╔══
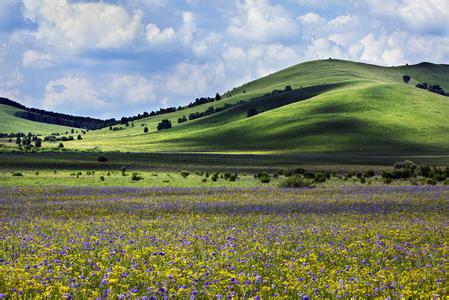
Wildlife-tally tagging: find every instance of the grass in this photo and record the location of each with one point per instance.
(12, 124)
(336, 107)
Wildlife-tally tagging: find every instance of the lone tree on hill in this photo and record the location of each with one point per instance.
(252, 112)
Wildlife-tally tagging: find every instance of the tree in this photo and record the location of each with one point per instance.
(164, 124)
(252, 112)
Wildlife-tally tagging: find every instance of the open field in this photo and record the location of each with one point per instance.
╚══
Write out every record exactly. Leave the pictures out.

Wildlife-tally tagging: find every instance of the grass in this photo and record the location of each with one point per instance.
(12, 124)
(336, 107)
Wildlife-tally tagging: find every instance of the lone tree on hill in this photo and record the location of each with one point per instance.
(252, 112)
Wildlife-tally tagging: find every instance of the tree in this photo and record the location of each with one point per instance.
(164, 124)
(252, 112)
Wildlife-tally tagging: find every instance of the open field in this photo and record the location of each with one point per instance.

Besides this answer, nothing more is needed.